SOURCE PASSAGE:
==========

So many times I have heard nature film makers smugly justify leaving animals to suffer and die quite needlessly. When challenged they come out with various nonsensical statements of utter hypocrisy. Human beings are moral agents upon the face of the earth. They have a type of duty to all feeling creatures that they come into contact with. Nature film makers think that this doesn’t apply to them.
Indeed they say things as ‘its wrong to interfere with nature’, they say this clothed and shod, living in a centrally heated house and as the users of cars, trains and planes, if it was wrong to interfere with nature then they should go and live in the bush, wear a leather thong and carry a spear. Of course the whole idea is nonsense, our whole lives are an example of interfering with nature.
I remember once watching a nature cameraman cum presenter on BBC Spring Watch film an orphaned seal pup in the Hebrides as it hopelessly called for its mother. Saving that pup’s life would simply have been a matter of walking down to the waters edge scooping it up and finding an adoptive or foster home for it with some island dwelling family or a charity – it’s cuteness meant that success in this task would have been guaranteed Godwilling, but no he left the poor little thing to die of cold, hunger and thirst.
The whole direction of nature film making has taken a very unhealthy turn in the last couple of decades as well. Older nature films tended to show the beauty of nature and its very real peace and tranquility. Modern nature films tend to almost exclusively focus upon drama, violence and constant tie-ins to highly speculative evolutionary ideas. The new breed of nature film maker has no interest in the several years Mr gazelle happily munches away, reproduces and goes about his life – they are only interested in the dramatic chase at the end of his days that ends with him being gored to death by a big cat.
Furthermore I have seen several modern nature documentaries where I have been pretty sure that the film crew deliberately manipulated wild animals into situations that would provide the crew with more dramatic footage, but at the cost of the suffering and death of some of these unwilling tele-circus participants (with greater chance of winning them acclaim and awards). As I have no proof of this other than strong and repeated signs and clues I will not go into specific instances, but if I am not mistaken some successful modern nature film makers are nothing short of psychopaths and little better than bear baiters (for known and proven examples of such things in older nature films see here)
In reality nature is far less dramatic than the impression given in nature documentaries. This is why dramatic emotion music and slow motion shots of natural hunting violence form such regular features in the films of the people who wish to replace reality with Hollywood.

==========

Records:
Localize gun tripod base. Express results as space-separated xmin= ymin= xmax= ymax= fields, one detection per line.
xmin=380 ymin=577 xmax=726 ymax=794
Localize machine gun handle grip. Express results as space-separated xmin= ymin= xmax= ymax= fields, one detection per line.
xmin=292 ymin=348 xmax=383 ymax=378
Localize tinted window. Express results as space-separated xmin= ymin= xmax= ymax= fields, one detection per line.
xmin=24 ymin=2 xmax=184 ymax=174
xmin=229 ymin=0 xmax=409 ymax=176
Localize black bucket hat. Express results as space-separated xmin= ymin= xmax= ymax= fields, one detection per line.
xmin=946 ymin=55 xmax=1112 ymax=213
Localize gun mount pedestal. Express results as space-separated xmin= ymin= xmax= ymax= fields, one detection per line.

==========

OBJECTIVE 1: Can you arrange the rows, from the first line up to and including the line with "xmin=380 ymin=577 xmax=726 ymax=794", as a Markdown table with the columns Number and Line, leaving out any blank lines?
OBJECTIVE 2: Can you pick up the essay on nature film makers after its last sentence and keep it going?

EXERCISE RESPONSE 1:
| Number | Line |
|---|---|
| 1 | Localize gun tripod base. Express results as space-separated xmin= ymin= xmax= ymax= fields, one detection per line. |
| 2 | xmin=380 ymin=577 xmax=726 ymax=794 |

EXERCISE RESPONSE 2:
I have spent much of my life very close to nature and its beauties and I have spent a long time observing the ever moving circle of life. Animals are born, animals go through their infancy and mature, animals live their lives, animals do their things, animals reproduce and sooner or later they die. All these things are as God made them. In reality there is no dramatic musical sound track to stir the feelings and even in life and death there is not usually a great deal of drama in nature, just animals living as they have for millions of years. There is suffering however and wherever we come face to face with it and we are able to help – then we should do so.
‘Yes there is a meritorious reward for kindness to every living creature’
“If you have men who will exclude any of God’s creatures
from the shelter of compassion and pity,
you will have men who will deal likewise with their fellow men.”
(Francis of Assisi)
There is not an animal in the earth,
nor a flying creature flying on two wings,
but they are peoples like unto you…
(Holy Qur’an, Surah al-Anam, verse 38)
“I will not kill or hurt any living creature needlessly,
nor destroy any beautiful thing,
but will strive to save and comfort all gentle life,
and guard and perfect all natural beauty upon the earth.”
(John Ruskin, Artist & Social Thinker)
The creatures are the family of God –
Thus He is most dear to God of all people
who treats them kindly.
(Bayhaqi in al-Sha’b Narrated by Abu Hurayrah)
Those who are kind and affectionate
to God’s creatures,
He bestows His kindness and affection upon them.
Therefore show kindness
to the dwellers of the earth
so that God
may show mercy and kindness to you.
Fear God in your treatment of the animals…
(Abu Da’ud, Sunan)
The greatness of a nation and its moral progress
can be judged by the way its animals are treated.
(Mahatma Gandhi, Father of India)
Why should man expect his prayer for mercy to be heard
by What is above him
when he shows no mercy to what is under him?
God made all the creatures and gave them our love and our fear,
To give sign, we and they are His children, one family here.
(Robert Browning, Author & Poet)
It is just like man’s vanity and impertinence
to call an animal dumb
because it is dumb to his dull perceptions.
(Mark Twain, Great American Author)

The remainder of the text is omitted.